Not Sure What You're Passionate About? Start Here.

Republished with permission from Unapparenthood an Evio Community Partner

Not Sure What You're Passionate About?.jpeg

There are so many clichés about following your passion. "If you're passionate about what you do, you'll never work another day." "Follow your passion and the money will come." Etc, etc, etc. 

But what happens when you don't even know what the fuck you're passionate about? 

I think this happens to a lot of us. We're guided in certain directions throughout school. Oh, you like math? Go be an engineer. For me it was: you're a good writer. Go do Journalism. 

And so I did. I went off to University, got a job with the paper, and lived off of Monster energy drinks and No Name ramen noodles. I took a $20 digital recorder to sporting events around Saskatoon and tried to pull stories out of boring interviews. I fucking hated it. 

This led me to quitting writing, dropping out of school, getting a job in sales and moving to Toronto. After a decade of feeling lost and misguided, I'm now in a place where I feel like I'm doing the work I'm supposed to be doing. Nothing really feels like work. 

And honestly? If I were to break it down, it comes down to one thing:

 

DO WHAT EXCITES YOU.

That's it. Excitement is a really consistent feeling. It's easy to identify and recognize. It's easy to follow. It's not about doing what you love. Love isn't enough. Love isn't a feeling, it's a state of mind. I love my fiancé, but some moments I want to be as far away from her as a possible with my phone off and a bottle of scotch. Sometimes she doesn't (gulp)... excite me. 

But I know what does. Performing improv excites me. There's never a moment where I'm on stage or doing a scene where I'm not excited. I get giddy and giggly and just fucking enjoy it. The money, or lack thereof, doesn't matter at all. This is where I enjoy spending my time. 

In contrast, I also know what doesn't excite me. I don't like theatre. I thought I would, because of how much I enjoyed performing improv, but the idea of memorizing a script and performing monologues is tedious to me. It doesn't make me excited. I feel judged, scripted and robotic. 

So I don't do it. As I learn to become a better performer and actor, I've realized that improv is my best vehicle to teach me these skills. If I was forced to do it in traditional theatre, I would quit altogether. I follow the excitement, period.

(Given material):
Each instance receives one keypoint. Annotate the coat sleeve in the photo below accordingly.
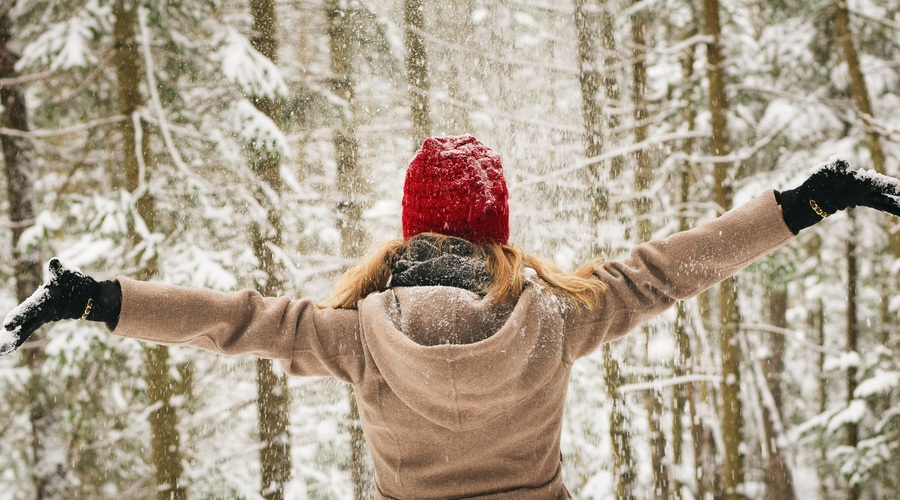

(Actions to take):
(1) Render this sentence from the essay on passion into Spanish: "Excitement is a really consistent feeling."
(2) According to the essay on passion, around which city did the writer take a $20 digital recorder to sporting events?
Answer from the essay on passion by itself, setting the lines aside.

(Exercise answers):
(1) La emoción es un sentimiento realmente constante.

(2) Saskatoon